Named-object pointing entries
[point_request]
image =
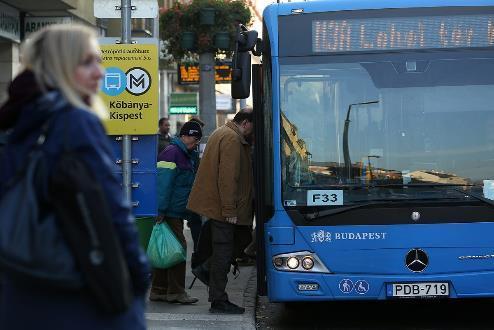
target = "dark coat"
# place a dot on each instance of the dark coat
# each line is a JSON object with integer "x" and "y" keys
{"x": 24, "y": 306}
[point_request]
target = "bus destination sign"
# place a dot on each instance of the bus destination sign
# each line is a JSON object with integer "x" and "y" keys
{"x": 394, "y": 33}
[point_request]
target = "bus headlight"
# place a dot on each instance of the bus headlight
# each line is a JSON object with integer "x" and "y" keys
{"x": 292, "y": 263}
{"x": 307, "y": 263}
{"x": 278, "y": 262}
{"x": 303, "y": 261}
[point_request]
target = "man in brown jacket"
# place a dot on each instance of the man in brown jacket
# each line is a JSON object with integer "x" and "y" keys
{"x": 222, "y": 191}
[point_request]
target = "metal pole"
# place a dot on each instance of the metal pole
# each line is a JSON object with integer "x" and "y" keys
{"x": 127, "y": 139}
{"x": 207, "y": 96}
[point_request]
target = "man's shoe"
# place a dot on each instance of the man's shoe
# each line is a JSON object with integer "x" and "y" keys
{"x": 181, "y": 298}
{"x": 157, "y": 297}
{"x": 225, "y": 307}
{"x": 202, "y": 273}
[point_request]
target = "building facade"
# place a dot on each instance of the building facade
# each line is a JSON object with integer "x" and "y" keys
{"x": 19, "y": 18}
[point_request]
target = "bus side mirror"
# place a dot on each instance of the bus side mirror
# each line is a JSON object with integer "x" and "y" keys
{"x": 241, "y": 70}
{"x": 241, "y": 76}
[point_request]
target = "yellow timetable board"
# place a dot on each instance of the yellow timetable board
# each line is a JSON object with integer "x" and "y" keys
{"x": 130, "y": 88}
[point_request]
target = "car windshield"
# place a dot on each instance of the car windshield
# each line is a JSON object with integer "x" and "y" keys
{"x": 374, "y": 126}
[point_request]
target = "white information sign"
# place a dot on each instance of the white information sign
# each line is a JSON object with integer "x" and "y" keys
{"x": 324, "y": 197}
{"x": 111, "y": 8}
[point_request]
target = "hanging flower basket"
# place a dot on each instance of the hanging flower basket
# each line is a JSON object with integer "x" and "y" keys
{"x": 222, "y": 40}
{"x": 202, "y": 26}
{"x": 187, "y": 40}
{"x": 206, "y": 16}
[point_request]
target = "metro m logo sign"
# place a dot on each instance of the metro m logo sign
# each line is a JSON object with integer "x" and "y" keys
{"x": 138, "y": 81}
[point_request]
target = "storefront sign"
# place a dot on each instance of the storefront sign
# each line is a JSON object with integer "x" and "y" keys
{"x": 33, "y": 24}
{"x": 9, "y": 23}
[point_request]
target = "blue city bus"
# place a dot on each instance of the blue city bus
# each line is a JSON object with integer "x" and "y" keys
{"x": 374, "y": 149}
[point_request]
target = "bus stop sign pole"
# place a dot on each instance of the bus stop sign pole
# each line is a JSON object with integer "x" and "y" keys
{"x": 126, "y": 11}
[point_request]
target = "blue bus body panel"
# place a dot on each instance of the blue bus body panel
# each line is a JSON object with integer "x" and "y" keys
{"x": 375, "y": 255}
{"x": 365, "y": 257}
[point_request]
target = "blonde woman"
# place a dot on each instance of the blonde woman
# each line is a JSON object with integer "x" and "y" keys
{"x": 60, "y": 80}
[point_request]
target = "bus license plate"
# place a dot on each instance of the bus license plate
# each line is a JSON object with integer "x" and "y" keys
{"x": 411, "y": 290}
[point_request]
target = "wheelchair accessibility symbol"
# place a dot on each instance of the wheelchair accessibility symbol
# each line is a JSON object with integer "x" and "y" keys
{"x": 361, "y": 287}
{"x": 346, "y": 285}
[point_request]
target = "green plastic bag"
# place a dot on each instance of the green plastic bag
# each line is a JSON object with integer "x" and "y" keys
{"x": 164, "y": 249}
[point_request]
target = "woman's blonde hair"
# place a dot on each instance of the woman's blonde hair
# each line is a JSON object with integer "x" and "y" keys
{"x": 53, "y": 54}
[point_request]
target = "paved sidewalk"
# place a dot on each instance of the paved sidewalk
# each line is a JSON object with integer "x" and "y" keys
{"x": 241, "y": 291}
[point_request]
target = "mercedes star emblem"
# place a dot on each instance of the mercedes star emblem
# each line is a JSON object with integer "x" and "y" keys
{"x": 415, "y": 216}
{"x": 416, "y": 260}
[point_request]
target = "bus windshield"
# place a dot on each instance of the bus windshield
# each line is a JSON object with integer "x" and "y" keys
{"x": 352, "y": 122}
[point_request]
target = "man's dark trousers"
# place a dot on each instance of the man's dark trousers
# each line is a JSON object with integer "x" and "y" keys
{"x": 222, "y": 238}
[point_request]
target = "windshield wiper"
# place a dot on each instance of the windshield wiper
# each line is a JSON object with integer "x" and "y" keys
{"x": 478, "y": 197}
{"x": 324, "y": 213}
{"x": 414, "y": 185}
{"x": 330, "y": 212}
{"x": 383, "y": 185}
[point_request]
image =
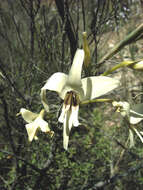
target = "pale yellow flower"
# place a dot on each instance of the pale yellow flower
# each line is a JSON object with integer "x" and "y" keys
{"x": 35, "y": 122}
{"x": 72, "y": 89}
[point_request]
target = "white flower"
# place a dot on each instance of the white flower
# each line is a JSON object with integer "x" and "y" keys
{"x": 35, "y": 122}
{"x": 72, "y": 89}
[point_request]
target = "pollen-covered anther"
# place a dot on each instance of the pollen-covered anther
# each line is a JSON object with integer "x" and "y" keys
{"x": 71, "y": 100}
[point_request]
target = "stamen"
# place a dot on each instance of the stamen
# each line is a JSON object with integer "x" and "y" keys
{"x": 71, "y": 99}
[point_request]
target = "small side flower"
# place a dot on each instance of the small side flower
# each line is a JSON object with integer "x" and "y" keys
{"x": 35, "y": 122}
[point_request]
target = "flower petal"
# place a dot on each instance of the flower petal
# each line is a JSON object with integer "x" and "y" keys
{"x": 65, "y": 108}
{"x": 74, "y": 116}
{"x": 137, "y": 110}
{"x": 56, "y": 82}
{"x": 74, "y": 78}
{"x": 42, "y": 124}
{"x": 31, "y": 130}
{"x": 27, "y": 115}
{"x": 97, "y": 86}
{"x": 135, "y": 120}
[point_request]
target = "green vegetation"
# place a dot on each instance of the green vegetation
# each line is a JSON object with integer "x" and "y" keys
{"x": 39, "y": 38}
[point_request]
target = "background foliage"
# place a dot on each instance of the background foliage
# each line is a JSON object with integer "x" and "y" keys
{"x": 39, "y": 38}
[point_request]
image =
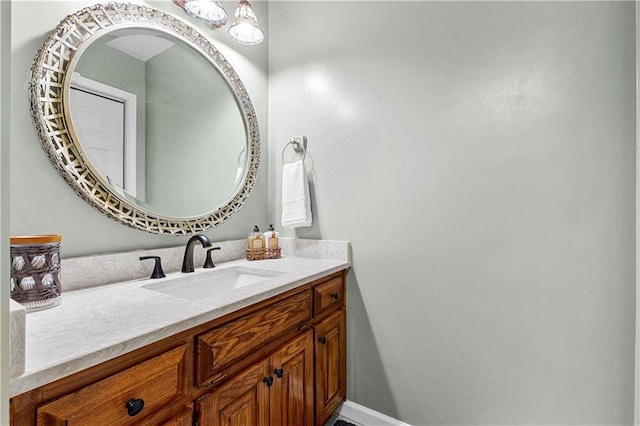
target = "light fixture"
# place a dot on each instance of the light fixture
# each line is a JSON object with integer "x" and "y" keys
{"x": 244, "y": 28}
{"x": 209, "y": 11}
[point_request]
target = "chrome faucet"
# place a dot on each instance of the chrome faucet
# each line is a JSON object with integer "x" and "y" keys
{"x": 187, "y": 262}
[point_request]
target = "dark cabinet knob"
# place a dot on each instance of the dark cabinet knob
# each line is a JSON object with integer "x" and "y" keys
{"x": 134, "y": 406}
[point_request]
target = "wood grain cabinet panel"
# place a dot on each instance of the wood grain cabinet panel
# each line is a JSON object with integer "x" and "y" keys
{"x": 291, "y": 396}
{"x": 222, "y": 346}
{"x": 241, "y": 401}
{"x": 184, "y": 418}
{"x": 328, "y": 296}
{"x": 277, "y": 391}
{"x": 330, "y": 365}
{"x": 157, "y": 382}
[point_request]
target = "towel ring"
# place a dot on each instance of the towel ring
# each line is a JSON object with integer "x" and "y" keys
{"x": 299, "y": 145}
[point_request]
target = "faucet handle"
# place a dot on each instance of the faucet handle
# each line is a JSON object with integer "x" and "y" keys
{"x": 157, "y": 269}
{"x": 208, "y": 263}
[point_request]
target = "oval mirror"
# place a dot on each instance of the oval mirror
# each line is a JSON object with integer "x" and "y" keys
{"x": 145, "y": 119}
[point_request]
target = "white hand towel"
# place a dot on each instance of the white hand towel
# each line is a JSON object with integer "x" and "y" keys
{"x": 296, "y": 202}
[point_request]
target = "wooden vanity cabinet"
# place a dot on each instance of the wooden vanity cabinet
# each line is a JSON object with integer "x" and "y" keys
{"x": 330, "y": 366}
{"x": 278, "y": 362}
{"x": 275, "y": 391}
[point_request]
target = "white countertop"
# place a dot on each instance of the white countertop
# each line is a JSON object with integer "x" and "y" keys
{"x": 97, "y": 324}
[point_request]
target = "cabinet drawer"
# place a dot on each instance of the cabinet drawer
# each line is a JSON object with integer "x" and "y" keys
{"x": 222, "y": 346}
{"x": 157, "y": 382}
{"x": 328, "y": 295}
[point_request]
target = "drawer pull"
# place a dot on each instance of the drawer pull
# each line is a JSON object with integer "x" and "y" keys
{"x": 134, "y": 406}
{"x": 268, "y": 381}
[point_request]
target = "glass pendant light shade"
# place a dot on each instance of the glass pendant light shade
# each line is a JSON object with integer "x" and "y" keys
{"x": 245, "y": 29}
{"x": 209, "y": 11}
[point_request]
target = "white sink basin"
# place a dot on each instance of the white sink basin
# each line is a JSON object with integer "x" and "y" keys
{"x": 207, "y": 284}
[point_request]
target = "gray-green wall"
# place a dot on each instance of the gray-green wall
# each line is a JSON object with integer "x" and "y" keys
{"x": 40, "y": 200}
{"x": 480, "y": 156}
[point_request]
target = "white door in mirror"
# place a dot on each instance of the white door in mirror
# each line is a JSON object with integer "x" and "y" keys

SHORT PROBLEM. Give only the number of lines in the entries that contain the string "pull". Case matters.

THE OUTPUT. 2